_Set task 1_. In the review of the Bloch–Spire letters, what view did Bloch hold on the position of Jews in France?
_Set task 2_. Carry on the review of the Bloch–Spire letters from the point where it stops.

_Document excerpt_.
────────────────────────────────────────

Paris: Éditions Claire Paulhan, 2011.
This collection of 196 letters represents another haul from the
Spire archives, put together by his daughter, who is also a NCLS member (her
last book, Ludmila Savitzky & André Spire: Une Amitié Tenace, was
reviewed in NCLSN, Vol. 38, No. 4, Winter 2010).
In these letters between two Jewish writers we learn of
their attitude towards their own Jewishness, and what it meant for them as
French citizens; also of their network of friendships, and of their involvement
in intellectual, artistic and political matters over a period that included two
world wars. When the Great War began, Bloch (1884-1947) immediately responded
to the call to arms, seeing no dilemma of choice between his socialist and
universalist ideas and his patriotic duty. Spire (1868-1966), being that much
older than Bloch, spent the latter part of the war as an inspector of
agriculture for the government.
Concerning the position of Jews in France, the two friends diverged considerably, and their views illustrate the ideological
tensions that existed among Jews. Spire supported the Zionist cause with energy
and dedication, whereas Bloch was for assimilation, insisting strongly on his
French identity. Spire was not convinced that assimilation was a guarantee
against anti-semitism, and believed that the precious cultural heritage of
Judaism needed to be preserved and transmitted. Simply put, for Spire, Zionism
was for those who could not, or did not wish to, stay in the country in which
they found themselves.

────────────────────────────────────────

_Records_.
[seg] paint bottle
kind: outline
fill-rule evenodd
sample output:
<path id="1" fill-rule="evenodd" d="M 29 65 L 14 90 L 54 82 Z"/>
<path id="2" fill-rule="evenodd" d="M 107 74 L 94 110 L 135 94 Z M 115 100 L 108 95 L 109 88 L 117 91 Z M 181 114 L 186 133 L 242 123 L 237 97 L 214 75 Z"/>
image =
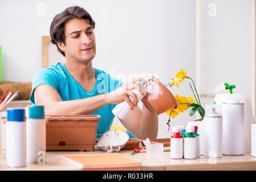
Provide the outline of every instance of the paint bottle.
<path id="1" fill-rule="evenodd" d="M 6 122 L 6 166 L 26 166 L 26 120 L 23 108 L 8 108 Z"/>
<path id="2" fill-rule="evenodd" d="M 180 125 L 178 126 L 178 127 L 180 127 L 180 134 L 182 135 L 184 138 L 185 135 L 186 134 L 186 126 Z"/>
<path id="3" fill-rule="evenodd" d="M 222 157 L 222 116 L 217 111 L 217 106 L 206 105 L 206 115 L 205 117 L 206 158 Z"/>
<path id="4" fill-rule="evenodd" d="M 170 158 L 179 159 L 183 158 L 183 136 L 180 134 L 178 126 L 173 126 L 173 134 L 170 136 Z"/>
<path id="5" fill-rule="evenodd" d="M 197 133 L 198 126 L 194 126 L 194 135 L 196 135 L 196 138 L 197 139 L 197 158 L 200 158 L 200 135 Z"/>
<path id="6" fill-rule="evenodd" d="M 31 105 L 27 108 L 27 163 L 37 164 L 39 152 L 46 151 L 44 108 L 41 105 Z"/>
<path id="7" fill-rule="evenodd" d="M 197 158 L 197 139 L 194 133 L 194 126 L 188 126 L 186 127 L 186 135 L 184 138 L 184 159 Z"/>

────────────────────────────────────────

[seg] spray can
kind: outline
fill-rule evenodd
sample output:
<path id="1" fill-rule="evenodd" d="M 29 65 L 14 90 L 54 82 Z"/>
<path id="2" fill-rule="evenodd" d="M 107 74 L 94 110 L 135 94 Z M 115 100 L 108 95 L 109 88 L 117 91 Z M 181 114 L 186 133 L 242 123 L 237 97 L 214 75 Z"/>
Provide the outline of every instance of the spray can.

────────────────────────────────────────

_Result 1_. Bloch favored assimilation and insisted strongly on his French identity.

_Result 2_.
The editor's lengthy and illuminating Preface (nearly
100 pages) makes plain the positions held by the two men, and outlines their
literary activities and political positions as the century progresses.
In a letter dated 6 June 1919 Spire passes on a request
from RA for books by Bloch and also by Bloch's former colleagues on L'Effort.
He tells Bloch that RA “is an excellent modern English poet; he has been
made responsible by the Times (for the literary supplement which has a
circulation of 100,000 copies) for producing a summary of French works. He
wants to publicise the latest modern literature and has urged me in several
letters to send him regularly the works of all the former collaborators on L'Effort.”
The footnote also cites two other letters from RA to Spire, and one from RA to
Bloch (pp. 360-362).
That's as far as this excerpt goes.